▶ [Data supplied]
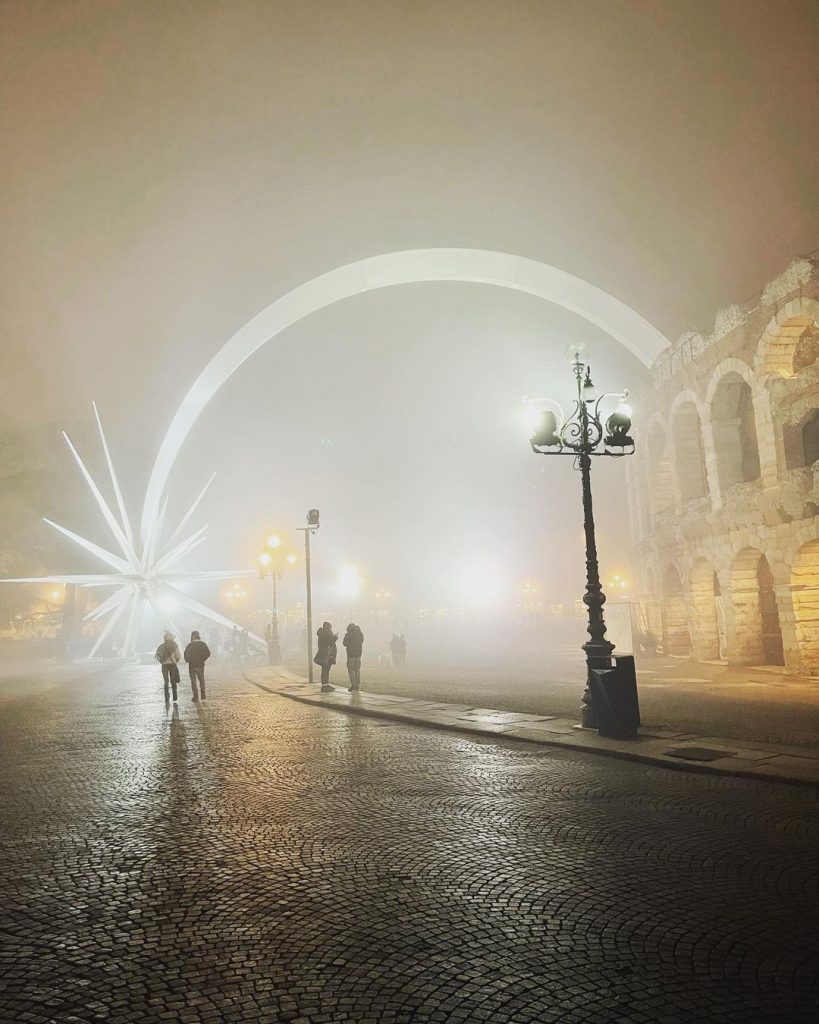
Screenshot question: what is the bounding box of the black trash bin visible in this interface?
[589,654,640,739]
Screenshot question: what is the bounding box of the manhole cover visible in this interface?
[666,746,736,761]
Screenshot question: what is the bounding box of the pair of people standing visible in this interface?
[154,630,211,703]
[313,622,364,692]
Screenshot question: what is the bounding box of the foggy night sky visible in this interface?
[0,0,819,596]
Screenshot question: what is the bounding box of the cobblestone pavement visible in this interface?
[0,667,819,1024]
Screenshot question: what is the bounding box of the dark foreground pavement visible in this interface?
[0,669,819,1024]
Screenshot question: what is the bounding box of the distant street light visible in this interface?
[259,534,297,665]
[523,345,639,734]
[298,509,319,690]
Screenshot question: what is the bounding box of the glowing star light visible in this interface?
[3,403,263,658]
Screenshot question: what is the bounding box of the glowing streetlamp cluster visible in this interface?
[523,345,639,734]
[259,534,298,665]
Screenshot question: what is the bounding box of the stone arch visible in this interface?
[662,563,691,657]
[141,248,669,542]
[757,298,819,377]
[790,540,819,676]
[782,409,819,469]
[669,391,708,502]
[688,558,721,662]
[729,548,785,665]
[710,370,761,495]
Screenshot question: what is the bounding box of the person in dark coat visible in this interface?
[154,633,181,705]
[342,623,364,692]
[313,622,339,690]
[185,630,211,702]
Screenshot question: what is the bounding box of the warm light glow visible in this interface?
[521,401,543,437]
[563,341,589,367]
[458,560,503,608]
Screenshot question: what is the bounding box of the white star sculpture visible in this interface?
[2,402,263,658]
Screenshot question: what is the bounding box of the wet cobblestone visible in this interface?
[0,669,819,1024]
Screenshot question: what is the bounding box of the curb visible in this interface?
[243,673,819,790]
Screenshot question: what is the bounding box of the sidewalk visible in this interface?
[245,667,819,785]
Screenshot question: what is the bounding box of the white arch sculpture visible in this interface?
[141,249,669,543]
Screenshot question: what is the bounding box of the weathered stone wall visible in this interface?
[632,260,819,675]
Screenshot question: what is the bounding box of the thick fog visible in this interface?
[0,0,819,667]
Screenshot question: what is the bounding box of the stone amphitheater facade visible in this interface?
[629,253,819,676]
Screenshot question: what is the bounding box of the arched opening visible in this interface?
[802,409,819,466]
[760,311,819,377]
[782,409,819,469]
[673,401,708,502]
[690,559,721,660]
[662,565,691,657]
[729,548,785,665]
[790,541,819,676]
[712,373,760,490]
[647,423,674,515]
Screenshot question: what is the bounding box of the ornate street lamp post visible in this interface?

▶ [Goal] Rewrite the data above, from its start through the line containing "[313,622,364,692]", and substitute "drain grate" for "manhole cover", keeping everything else the same. Leave the pictures out of your answer.

▶ [Result below]
Screenshot question: what is the bounding box of the black trash bin visible in this interface?
[589,654,640,739]
Screenshot question: what is the bounding box of the drain grate visible in this interface?
[666,746,736,761]
Screenshot question: what is the bounding box of the pair of people standing visible in this interface?
[154,630,211,703]
[313,622,364,692]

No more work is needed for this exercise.